PAGE TEXT:
But, as is often the case with brilliance, greatness was not evident right away. Jimi Hendrix had to uncover the now all too obvious: The electric guitar and amplifier were tools of sonic art that hadn't even been scratched at with any high amount of gravity, and he began to see and hear what others couldn't seem to. Brits will sometimes facetiously suggest Hendrix was theirs, that somehow because his popular rise was backed by Englishmen the Hendrix legacy belongs to London. Yeah, no; not when his finest moments were with the dazzling if misspelled A Band of Gypsys-- old cohorts Buddy Miles and Billy Cox. Further, the notion that Jimi had been pressured to have an all-black group is specious. It ain't true. The chemistry with Cox & Miles was just better, it always had been, and that counts.

A stickler for being in tune and yet as loose-handed as anyone, a fearless adventurer who, unlike Jim Morrison, could stop leaping into the fire when it burned too hot, Jimi, we hardly knew ye. So I was thrilled to have cornered the long deceased grand legend late one night in a bustling backstage at a Los Angeles nightclub, his first interview with the Living since his death in September, 1970. People of all sorts traipsed back & forth through the narrow backstage anteroom just outside the small greenroom we sat in; frantic roadies, groupies consoling other groupies, nervous managers, the lightshow people panicking over a broken liquid-slide projector, deadbeat vendors getting kicked out, a lone photographer struggling for a good shot, all generating a familiar din that said rock 'n roll. As we began speaking, James Marshall Hendrix took on a warm expression and his eyes widened, bringing me in.

SET OF TASKS:
[A] Return, unchanged, the part of the Jimi Hendrix text that begins at the words "But, as is often" and stops after "and that counts.".
[B] Continue the Jimi Hendrix text beyond its last sentence.

RECORD LIST:
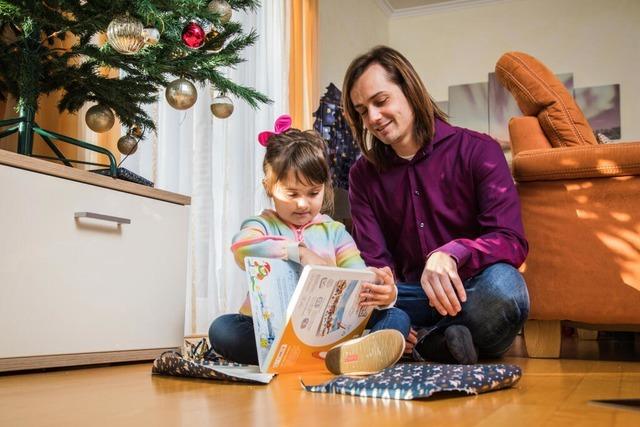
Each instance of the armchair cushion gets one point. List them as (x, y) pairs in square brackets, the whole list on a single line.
[(526, 134), (538, 92), (590, 161)]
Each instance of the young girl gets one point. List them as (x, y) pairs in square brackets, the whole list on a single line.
[(298, 180)]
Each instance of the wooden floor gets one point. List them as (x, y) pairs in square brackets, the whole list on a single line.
[(551, 392)]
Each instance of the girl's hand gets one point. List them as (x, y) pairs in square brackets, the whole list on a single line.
[(379, 294)]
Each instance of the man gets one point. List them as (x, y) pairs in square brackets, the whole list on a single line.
[(437, 204)]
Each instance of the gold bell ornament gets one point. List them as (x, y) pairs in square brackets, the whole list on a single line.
[(181, 94), (221, 107), (99, 118), (125, 34), (222, 8), (127, 144)]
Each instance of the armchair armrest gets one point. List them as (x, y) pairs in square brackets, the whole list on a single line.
[(576, 162)]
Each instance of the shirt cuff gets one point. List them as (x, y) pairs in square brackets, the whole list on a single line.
[(293, 252), (392, 303), (456, 250)]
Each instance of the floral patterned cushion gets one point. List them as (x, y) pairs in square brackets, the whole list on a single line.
[(420, 380)]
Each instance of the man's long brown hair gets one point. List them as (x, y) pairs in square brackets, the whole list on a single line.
[(401, 72)]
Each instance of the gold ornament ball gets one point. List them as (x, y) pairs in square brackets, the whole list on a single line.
[(151, 35), (99, 118), (221, 107), (181, 94), (125, 34), (127, 144), (222, 8), (137, 131)]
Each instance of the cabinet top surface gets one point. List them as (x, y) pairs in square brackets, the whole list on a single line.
[(45, 167)]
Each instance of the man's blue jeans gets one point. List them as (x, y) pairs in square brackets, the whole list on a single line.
[(232, 336), (496, 308)]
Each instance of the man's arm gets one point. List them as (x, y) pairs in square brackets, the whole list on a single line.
[(367, 233), (499, 214)]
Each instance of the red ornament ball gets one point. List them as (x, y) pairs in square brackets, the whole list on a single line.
[(193, 35)]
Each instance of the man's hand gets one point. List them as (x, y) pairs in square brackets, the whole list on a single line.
[(442, 284), (379, 294)]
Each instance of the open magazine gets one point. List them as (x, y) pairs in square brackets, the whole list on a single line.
[(299, 315)]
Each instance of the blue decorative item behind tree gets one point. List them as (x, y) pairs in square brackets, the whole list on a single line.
[(332, 125)]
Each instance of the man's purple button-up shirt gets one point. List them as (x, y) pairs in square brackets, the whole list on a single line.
[(456, 196)]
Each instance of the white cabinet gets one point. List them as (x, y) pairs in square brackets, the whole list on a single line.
[(80, 290)]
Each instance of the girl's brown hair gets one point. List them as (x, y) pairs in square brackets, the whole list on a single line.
[(401, 72), (304, 154)]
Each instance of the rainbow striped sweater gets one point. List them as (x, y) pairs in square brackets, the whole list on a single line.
[(266, 235)]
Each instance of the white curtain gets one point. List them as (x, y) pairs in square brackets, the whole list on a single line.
[(218, 162)]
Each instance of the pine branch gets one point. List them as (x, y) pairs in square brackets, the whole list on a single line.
[(34, 60)]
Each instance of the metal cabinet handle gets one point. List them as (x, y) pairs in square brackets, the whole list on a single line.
[(102, 217)]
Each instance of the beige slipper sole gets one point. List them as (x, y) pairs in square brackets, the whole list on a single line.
[(366, 355)]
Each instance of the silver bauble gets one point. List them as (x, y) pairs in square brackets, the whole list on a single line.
[(222, 8), (99, 118), (151, 35), (124, 34), (127, 144), (221, 107), (181, 94)]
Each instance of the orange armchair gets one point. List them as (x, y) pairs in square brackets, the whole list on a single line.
[(580, 208)]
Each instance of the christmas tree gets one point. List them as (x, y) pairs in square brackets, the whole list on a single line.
[(152, 45)]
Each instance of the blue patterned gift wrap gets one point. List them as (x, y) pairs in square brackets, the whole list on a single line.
[(420, 380)]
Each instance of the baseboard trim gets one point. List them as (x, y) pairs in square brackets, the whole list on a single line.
[(63, 360)]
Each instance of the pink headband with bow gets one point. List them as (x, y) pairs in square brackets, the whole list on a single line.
[(282, 124)]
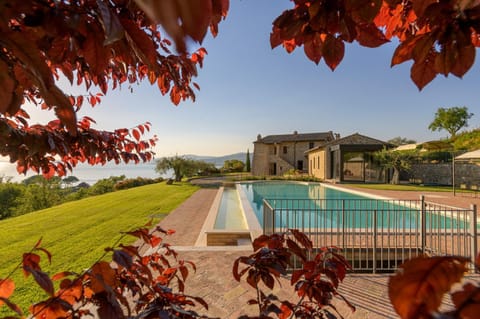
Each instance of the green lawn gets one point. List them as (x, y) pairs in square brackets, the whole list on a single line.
[(76, 233)]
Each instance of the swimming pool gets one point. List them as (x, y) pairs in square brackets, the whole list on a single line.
[(333, 208)]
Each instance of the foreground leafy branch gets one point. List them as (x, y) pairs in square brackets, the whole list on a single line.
[(144, 280), (147, 280), (315, 282)]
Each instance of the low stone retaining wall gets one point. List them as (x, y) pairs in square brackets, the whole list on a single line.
[(441, 174)]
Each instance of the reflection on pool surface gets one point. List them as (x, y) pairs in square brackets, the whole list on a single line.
[(257, 191), (312, 203), (230, 215)]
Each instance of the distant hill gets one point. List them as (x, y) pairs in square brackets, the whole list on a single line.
[(219, 160)]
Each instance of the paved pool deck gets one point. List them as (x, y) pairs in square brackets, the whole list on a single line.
[(213, 280)]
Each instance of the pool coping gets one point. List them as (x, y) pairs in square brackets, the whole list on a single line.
[(253, 226)]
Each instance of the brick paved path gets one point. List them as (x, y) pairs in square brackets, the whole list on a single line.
[(227, 298)]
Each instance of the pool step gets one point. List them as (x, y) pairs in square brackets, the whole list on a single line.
[(224, 237)]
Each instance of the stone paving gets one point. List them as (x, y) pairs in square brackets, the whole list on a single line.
[(227, 298)]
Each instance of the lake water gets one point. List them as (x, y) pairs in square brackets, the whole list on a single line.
[(91, 174)]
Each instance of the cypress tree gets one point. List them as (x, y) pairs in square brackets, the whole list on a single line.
[(247, 161)]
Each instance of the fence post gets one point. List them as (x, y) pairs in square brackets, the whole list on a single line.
[(423, 224), (268, 218), (473, 233), (374, 257), (343, 225)]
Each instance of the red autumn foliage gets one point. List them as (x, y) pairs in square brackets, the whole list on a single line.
[(420, 284), (103, 44), (147, 280), (98, 44), (142, 280), (315, 283), (439, 36)]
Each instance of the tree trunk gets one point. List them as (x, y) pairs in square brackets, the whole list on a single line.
[(396, 177)]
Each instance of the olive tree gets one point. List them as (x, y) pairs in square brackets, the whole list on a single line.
[(451, 119)]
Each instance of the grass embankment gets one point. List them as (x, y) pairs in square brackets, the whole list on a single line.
[(76, 233)]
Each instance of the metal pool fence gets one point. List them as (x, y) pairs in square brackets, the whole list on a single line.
[(377, 235)]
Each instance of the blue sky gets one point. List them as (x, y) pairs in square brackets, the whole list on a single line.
[(248, 89)]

FINAL RESULTS:
[A]
But, as is often the case with brilliance, greatness was not evident right away. Jimi Hendrix had to uncover the now all too obvious: The electric guitar and amplifier were tools of sonic art that hadn't even been scratched at with any high amount of gravity, and he began to see and hear what others couldn't seem to. Brits will sometimes facetiously suggest Hendrix was theirs, that somehow because his popular rise was backed by Englishmen the Hendrix legacy belongs to London. Yeah, no; not when his finest moments were with the dazzling if misspelled A Band of Gypsys-- old cohorts Buddy Miles and Billy Cox. Further, the notion that Jimi had been pressured to have an all-black group is specious. It ain't true. The chemistry with Cox & Miles was just better, it always had been, and that counts.

[B]
A - Is this all for you?; I mean do they know you're here tonight?

Jimi - I dunno, man, it's just some good energy. It's just happening, y'know --

A - I recently caught some video of you at the Fillmore East shows in '69/'70, video I didn't know existed, taken from the balcony. It was illuminating to see footage of you perform without the florid camerawork that prevailed in concert films then. I noticed how being a left-hander may've influenced your sound, do you know what I mean?

Jimi - Yeah yeah, totally, they say it shouldn't make a difference, left or right, but it does, yeah.

A - Your left hand, the picking hand, was reverse-positioned, almost contorted, much like left-handed people write and draw, and it seemed to allow you a fluidity perhaps inaccessible by other players.

Jimi - Y'know I always kinda noticed that but never put it into words. Right-on, man, now spark that doob in the ashtray.

A - On it. When you add your upside down guitars that were standard strung for a lefty, your hand size with that thumb coming over top to mute an unwanted low E & A, your reach, plus having started on a ukulele, it all must've impacted your style.

Jimi - Yeah it all must have, but, you know, it could've been other things too. We're all so tugged and tapped and moved in life, it all makes a difference. Angles, man, it's in the angles (takes a huge drag on the fattest joint I've ever seen, holds it in, and exhales in a loud tumble of hacking and coughing).

A - The Band of Gypsys project was more than just a heavy blues/funk-rock trio out to fulfill a contract, was it not?

Jimi - It turned into something much more special than the three of us had expected. Our interpersonal connection, the depth of understanding and musical brotherhood we had was unique. You can hear that in our shows. That was a great band.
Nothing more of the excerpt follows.